(Given passage):

════

Music and dance in a Lake work influence each other, thanks to her successful ongoing working relationship with Fox. The pair met when Lake was making the work Mix Tape for Chunky Move at the Malthouse Theatre in 2010. She persuaded him to record one of the interviews to be used in the work.
“It was just an instant ‘click’,” Lake recalls. “I remember meeting him in the line to get a coffee at the cafe at Malthouse there and we got chatting and it was instant. I thought, What a great person, I would definitely like to collaborate with him one day.
“I wasn’t looking for a partner; I was turned off all of that. I was not looking for that at all. But the connection was just undeniable. So, I interviewed him for Mix Tape, which is a piece about romantic love and other types of love and I was trying to process all of that.
“His voice ended up in the work, and many of his personal belongings ended up in the set for the work, because he was moving to Germany and getting rid of all his reel-to-reel and tape machines and record-players, so even though he was an acquaintance, he was embedded into this piece I was making about love. Then we ended up falling in love and working together for the last 14 years.”

════

(Given exercise 1):
Reproduce the passage about Lake's working relationship with Fox word for word, in full.
The passage and the rows come from separate, unrelated sources.

════

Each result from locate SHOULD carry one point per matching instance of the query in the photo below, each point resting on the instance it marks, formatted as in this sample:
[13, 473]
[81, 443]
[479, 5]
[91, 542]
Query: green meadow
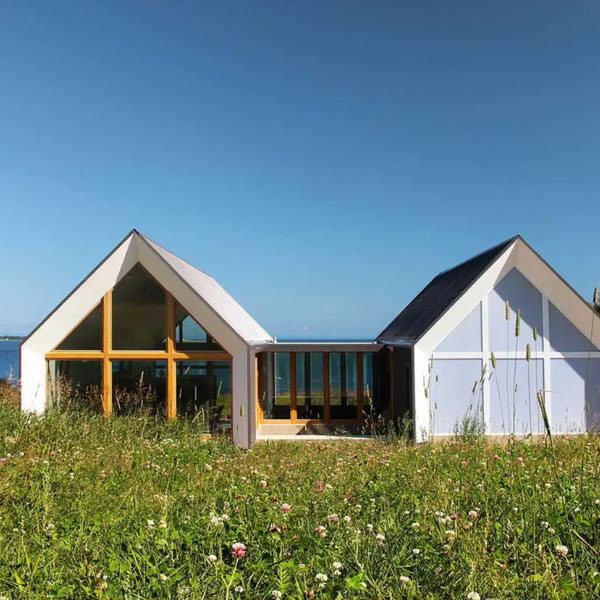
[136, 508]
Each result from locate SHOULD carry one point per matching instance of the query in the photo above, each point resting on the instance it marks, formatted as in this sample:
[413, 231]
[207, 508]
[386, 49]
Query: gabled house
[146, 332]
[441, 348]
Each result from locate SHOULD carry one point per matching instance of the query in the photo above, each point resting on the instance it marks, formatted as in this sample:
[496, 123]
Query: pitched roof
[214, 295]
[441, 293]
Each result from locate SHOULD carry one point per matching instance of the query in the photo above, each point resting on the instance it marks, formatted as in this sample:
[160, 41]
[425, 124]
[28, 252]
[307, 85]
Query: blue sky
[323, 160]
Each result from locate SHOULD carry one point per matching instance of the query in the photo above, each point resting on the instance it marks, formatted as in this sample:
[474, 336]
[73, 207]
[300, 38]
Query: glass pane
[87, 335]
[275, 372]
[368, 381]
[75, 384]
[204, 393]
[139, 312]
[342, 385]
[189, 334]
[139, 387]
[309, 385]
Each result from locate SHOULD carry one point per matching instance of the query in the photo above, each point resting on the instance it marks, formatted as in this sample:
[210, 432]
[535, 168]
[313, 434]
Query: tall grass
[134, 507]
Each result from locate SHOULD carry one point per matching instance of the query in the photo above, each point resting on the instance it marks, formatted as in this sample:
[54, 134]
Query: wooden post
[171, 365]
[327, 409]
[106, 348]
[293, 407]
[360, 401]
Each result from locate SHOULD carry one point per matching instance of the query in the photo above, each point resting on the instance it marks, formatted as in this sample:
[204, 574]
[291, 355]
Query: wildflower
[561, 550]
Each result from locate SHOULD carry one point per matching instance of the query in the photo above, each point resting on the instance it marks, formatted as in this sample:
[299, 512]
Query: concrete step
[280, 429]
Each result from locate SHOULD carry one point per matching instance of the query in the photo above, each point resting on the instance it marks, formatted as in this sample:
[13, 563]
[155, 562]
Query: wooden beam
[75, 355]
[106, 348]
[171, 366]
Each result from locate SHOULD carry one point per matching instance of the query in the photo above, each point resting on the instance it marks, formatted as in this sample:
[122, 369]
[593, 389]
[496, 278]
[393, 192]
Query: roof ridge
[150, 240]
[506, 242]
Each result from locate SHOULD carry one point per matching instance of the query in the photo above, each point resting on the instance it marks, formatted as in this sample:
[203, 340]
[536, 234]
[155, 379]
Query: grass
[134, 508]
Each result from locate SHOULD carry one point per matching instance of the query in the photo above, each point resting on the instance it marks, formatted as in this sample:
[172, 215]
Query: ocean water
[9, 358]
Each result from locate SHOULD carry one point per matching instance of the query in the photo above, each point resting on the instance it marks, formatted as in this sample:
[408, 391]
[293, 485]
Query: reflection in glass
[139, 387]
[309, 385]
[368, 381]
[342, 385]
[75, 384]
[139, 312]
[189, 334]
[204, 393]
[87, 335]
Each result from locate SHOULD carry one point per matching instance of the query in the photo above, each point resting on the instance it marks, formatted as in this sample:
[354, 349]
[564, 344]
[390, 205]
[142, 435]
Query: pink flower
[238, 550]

════

(Given exercise 2):
State how many lines of the rows contain the string "glass". Reply with the number alone.

(Full response 1):
Music and dance in a Lake work influence each other, thanks to her successful ongoing working relationship with Fox. The pair met when Lake was making the work Mix Tape for Chunky Move at the Malthouse Theatre in 2010. She persuaded him to record one of the interviews to be used in the work.
“It was just an instant ‘click’,” Lake recalls. “I remember meeting him in the line to get a coffee at the cafe at Malthouse there and we got chatting and it was instant. I thought, What a great person, I would definitely like to collaborate with him one day.
“I wasn’t looking for a partner; I was turned off all of that. I was not looking for that at all. But the connection was just undeniable. So, I interviewed him for Mix Tape, which is a piece about romantic love and other types of love and I was trying to process all of that.
“His voice ended up in the work, and many of his personal belongings ended up in the set for the work, because he was moving to Germany and getting rid of all his reel-to-reel and tape machines and record-players, so even though he was an acquaintance, he was embedded into this piece I was making about love. Then we ended up falling in love and working together for the last 14 years.”

(Full response 2):
2